→ Task brief: Reproduce each of the records below word for word, leaving every line unchanged.

#####

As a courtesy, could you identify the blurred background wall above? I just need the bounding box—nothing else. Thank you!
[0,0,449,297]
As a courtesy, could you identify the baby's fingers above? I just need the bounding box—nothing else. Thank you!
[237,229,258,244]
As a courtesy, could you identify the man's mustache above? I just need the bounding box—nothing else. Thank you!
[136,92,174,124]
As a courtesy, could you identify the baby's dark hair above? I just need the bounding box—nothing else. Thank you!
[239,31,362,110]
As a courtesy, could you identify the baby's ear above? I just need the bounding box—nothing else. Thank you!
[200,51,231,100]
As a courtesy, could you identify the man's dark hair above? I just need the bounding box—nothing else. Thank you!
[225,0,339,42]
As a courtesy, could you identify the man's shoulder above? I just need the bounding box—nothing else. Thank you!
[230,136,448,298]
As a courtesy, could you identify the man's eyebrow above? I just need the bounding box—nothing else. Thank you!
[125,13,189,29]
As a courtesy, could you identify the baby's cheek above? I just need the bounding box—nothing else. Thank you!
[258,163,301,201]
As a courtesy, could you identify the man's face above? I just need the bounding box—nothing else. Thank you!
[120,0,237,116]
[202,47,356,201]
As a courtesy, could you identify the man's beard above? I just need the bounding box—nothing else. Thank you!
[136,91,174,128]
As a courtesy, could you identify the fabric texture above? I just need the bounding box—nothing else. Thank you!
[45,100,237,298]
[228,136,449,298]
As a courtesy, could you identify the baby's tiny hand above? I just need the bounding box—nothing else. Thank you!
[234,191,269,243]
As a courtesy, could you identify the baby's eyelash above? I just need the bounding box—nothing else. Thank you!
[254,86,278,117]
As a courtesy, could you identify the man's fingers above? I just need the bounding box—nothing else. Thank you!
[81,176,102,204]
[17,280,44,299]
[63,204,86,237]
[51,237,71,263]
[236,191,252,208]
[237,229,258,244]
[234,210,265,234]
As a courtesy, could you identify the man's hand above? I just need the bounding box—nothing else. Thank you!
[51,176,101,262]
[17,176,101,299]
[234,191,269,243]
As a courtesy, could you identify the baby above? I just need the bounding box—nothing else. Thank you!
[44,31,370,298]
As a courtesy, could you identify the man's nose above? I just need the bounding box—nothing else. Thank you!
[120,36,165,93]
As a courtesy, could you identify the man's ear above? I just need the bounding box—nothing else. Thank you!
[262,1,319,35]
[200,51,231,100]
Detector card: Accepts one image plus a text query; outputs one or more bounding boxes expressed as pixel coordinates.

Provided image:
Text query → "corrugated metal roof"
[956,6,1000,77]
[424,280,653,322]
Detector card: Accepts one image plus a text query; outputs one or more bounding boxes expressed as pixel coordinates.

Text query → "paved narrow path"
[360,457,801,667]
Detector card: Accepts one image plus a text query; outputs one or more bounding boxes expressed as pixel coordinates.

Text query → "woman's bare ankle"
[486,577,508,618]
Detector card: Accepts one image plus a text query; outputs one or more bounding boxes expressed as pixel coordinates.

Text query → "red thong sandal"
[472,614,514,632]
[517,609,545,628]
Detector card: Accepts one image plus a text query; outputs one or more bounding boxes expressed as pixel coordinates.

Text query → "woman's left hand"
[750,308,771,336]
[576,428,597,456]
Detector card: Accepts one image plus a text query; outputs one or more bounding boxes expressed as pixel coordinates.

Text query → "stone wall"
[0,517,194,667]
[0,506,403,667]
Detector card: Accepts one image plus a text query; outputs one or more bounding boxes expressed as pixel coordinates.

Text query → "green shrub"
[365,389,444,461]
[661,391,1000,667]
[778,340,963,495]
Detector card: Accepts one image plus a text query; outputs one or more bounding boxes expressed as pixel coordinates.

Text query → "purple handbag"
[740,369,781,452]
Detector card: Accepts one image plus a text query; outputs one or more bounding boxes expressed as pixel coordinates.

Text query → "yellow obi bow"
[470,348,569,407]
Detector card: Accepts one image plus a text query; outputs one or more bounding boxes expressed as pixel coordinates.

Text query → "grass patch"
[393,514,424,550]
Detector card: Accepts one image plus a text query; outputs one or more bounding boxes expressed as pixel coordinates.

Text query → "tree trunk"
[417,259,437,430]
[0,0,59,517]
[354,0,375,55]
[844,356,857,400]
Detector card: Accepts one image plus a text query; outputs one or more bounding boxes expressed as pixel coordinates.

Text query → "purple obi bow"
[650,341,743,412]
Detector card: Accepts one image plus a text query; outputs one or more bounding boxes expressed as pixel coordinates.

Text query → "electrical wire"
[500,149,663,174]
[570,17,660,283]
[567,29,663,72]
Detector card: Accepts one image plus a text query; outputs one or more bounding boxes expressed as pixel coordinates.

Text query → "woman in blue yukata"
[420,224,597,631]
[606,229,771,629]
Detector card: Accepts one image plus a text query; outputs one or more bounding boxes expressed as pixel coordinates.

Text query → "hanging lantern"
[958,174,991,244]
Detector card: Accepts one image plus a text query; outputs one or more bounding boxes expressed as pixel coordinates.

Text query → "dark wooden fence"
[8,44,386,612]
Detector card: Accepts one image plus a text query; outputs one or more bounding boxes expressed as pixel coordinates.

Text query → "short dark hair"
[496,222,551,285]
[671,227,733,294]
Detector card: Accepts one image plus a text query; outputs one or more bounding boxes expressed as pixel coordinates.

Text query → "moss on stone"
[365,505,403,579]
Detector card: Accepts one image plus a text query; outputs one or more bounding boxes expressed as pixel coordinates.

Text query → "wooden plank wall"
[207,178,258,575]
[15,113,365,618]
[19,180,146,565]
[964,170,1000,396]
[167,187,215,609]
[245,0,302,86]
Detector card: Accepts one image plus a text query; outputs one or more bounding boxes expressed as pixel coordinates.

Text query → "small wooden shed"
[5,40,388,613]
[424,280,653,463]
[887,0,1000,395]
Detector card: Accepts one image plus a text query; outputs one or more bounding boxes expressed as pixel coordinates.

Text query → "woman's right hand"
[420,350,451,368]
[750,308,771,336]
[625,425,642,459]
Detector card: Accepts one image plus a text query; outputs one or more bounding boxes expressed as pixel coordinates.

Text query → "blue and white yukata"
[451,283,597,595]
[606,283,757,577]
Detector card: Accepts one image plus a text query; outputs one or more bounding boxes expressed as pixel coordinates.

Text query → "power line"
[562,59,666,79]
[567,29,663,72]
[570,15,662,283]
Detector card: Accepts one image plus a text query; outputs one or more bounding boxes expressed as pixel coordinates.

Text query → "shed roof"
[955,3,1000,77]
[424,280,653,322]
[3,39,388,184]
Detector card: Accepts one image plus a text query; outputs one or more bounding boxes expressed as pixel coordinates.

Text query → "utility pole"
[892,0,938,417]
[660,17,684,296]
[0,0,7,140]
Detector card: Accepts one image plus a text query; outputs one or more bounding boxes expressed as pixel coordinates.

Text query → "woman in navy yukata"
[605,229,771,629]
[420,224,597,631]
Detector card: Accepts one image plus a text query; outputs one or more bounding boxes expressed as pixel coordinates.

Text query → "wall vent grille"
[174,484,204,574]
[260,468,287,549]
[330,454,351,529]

#####

→ Complete answer:
As a courtesy, could you identify the blurred background wall above? I just need the bounding box—nothing else. Thank you!
[0,0,449,297]
As a courtesy, could you identify the baby's fingers above? I just need the bounding box—nothing else. Thank you!
[237,229,258,244]
As a courtesy, could you identify the man's mustache above? I just need the bounding box—nothing else. Thank you!
[136,92,174,124]
As a courtesy, could you identify the baby's dark hair above? I just need the bounding box—nothing else. Thank you!
[239,31,362,110]
As a courtesy, could you identify the baby's ear above? I just need the bounding box—nothing else. Thank you!
[200,51,231,100]
As a courtesy, could you identify the man's dark hair above? I just need the bounding box—nothing else. Thank you!
[225,0,339,42]
As a courtesy, could you identify the man's shoulder above? I just need the bounding box—nothing else. Thank you!
[230,136,448,298]
As a courtesy, could you identify the man's eyebrow above? I just need the bounding box—nothing else. Thank you!
[125,13,189,29]
As a courtesy, could you identify the baby's cheek above? I just need the bounding box—nothing else. Thank you!
[258,163,301,201]
As a courtesy, could you identify the man's face above? I just need the bounding box—nothing else. Thank you!
[120,0,237,116]
[202,47,356,201]
As a courtesy, could you identify the man's beard above? I just need the bounding box—nothing else. Thank you!
[136,91,174,128]
As a courtesy, could you identify the fabric texture above? I just need the bounding box—nothing else. Thank you!
[45,100,237,298]
[228,136,449,298]
As a courtesy, could you identify the baby's tiny hand above? I just need the bounding box—nothing else. Thank you!
[234,191,269,243]
As a courtesy, could you identify the baby's eyelash above? I just need the bounding box—nothing else. Thank you!
[254,86,278,117]
As a courtesy, could you identify the man's fingers above? I just need the bounding box—nothing else. Thank you!
[81,176,102,204]
[17,280,44,299]
[63,204,86,237]
[51,237,71,263]
[236,191,252,208]
[237,229,258,244]
[234,210,265,234]
As a courtesy, could you identify the man's hand above? I just need the bounding box—nothing else. Thank you!
[51,176,101,262]
[17,176,101,299]
[234,191,269,243]
As a courtesy, could you identify the baby above? I just need the bounding box—nothing else. Thank you!
[44,31,370,298]
As a courtesy, could you identify the man's nose above? I just need the bounding box—nothing else. Thank you!
[120,36,165,93]
As a courtesy, could you identify the man's ear above? I just need the bounding box—nothing else. Thank you!
[262,1,319,35]
[200,51,231,100]
Detector card: Accepts one image plus a text query; outputs one or more bounding boxes expressed as pixel coordinates.

Provided image:
Text query → "corrugated metal roof"
[956,6,1000,77]
[424,280,653,322]
Detector card: Accepts one image plus a text query; outputs one or more bounding boxes expressed as pixel coordinates.

Text query → "paved narrow path"
[360,457,801,667]
Detector card: Accepts one image plus a text query; outputs one or more bounding boxes expressed as pixel coordinates.

Text query → "woman's bare ankle"
[486,577,508,618]
Detector card: Accepts one image plus a text query; outputs one or more bounding boxes expressed as pixel coordinates.

Text query → "red thong sandal"
[472,614,514,632]
[517,609,545,628]
Detector card: Accepts one image plus a text query; outputs one or more bounding boxes expressed as pixel coordinates.

Text query → "woman's left hand"
[750,308,771,336]
[576,428,597,456]
Detector card: Accepts one image plus a text query; outputs one or more bounding boxes expressed as pixel coordinates.

Text query → "stone wall"
[0,517,194,667]
[0,506,403,667]
Detector card: Accepts one image plus a text query; outputs one or more bounding boxes expressed as pixel coordinates.

Text query → "green shrub"
[365,389,444,461]
[661,391,1000,667]
[778,340,963,495]
Detector card: Accepts one image plus a text query; outputs one or more bounding boxes expressed as pixel coordinates.

Text query → "purple handbag"
[740,369,781,452]
Detector card: Accepts one image plus a text query; outputs one or more bounding boxes expressed as pixel coordinates.

Text query → "yellow obi bow"
[470,348,569,407]
Detector card: Accepts one image plus a text query; outputs one or more bounding boxes expressed as pixel coordinates.

Text query → "grass patch"
[393,514,424,550]
Detector card: Accepts one image plus a text query; outputs one or more bounding boxes expressed as pixel coordinates.

Text query → "tree trunk"
[417,259,437,430]
[0,0,59,517]
[354,0,375,55]
[844,356,857,400]
Detector card: Accepts one image plus a text query; outputs one or more bounding boxes expressed as pixel coordinates.

Text query → "purple obi bow"
[650,341,743,412]
Detector card: Accepts one image plus a text query; outputs one or more bounding boxes expressed as pixel coordinates.

Text query → "electrical wire"
[500,149,663,174]
[570,17,660,283]
[567,29,663,72]
Detector card: Accepts one image plus a text query; outputs one or more bounding boxes expressed as pixel coordinates.

Text query → "woman in blue yukata"
[420,224,597,631]
[606,229,771,629]
Detector card: Accepts one image plus a text query; outputs one or more bounding boxes expressed as pixel coordinates.

Text query → "hanging lantern"
[958,174,991,244]
Detector card: Accepts one image plus a text query; outputs one or more bounding boxes expressed as pixel coordinates.

Text query → "dark wooden fence"
[8,44,386,612]
Detector card: Accepts one image plus a text query; outputs one or more bounding boxes expressed as pixel coordinates.

Text query → "short dark hair"
[496,222,551,285]
[671,227,733,294]
Detector card: Accepts one image plus a text query; outputs one or more bounding boxes expressed as pixel coordinates.

Text query → "moss on stone"
[365,505,403,579]
Detector card: Accepts one image plus a text query; outputs one or more bounding boxes expressed as pixel coordinates.

Text query → "wooden plank wall"
[207,178,258,575]
[15,113,365,618]
[19,180,146,565]
[964,170,1000,396]
[167,187,215,609]
[245,0,302,86]
Detector card: Accepts one image plus a text query; outputs one or more bounding boxes expressed as pixel coordinates.

Text query → "small wooden shed"
[5,40,388,613]
[424,280,653,463]
[887,0,1000,395]
Detector card: Accepts one image plus a text query; outputs one or more bounding boxes expressed as pixel coordinates.

Text query → "woman's right hand"
[420,350,451,368]
[750,308,771,336]
[625,425,642,459]
Detector card: Accepts one image plus a text query; outputs one or more bounding boxes expressed as pixel coordinates.

Text query → "blue and white yukata"
[451,283,597,595]
[606,283,757,577]
Detector card: Accepts one image plus a text query; outputs one or more bounding boxes expressed as pixel coordinates.

Text query → "power line"
[562,59,666,79]
[567,29,663,72]
[570,15,662,283]
Detector card: Accepts one image plus a text query; outputs one or more bounding boxes expressed as pixel coordinates.

Text query → "shed roof"
[955,3,1000,77]
[424,280,653,322]
[3,39,388,184]
Detector card: Accepts one image plus a text query; outputs one or more bounding boxes expressed as pixel coordinates.

Text query → "utility pole"
[892,0,938,417]
[660,17,684,296]
[0,0,7,140]
Detector card: Accepts one image plus a text query; outputs one or more bounding boxes expressed as pixel coordinates.

Text query → "woman in navy yukata"
[605,229,771,629]
[420,224,597,631]
Detector card: Accepts one image plus a text query; outputs one or more bounding boxes expressed as pixel coordinates.

Text query → "wall vent grille"
[174,484,204,574]
[260,468,287,549]
[330,454,351,529]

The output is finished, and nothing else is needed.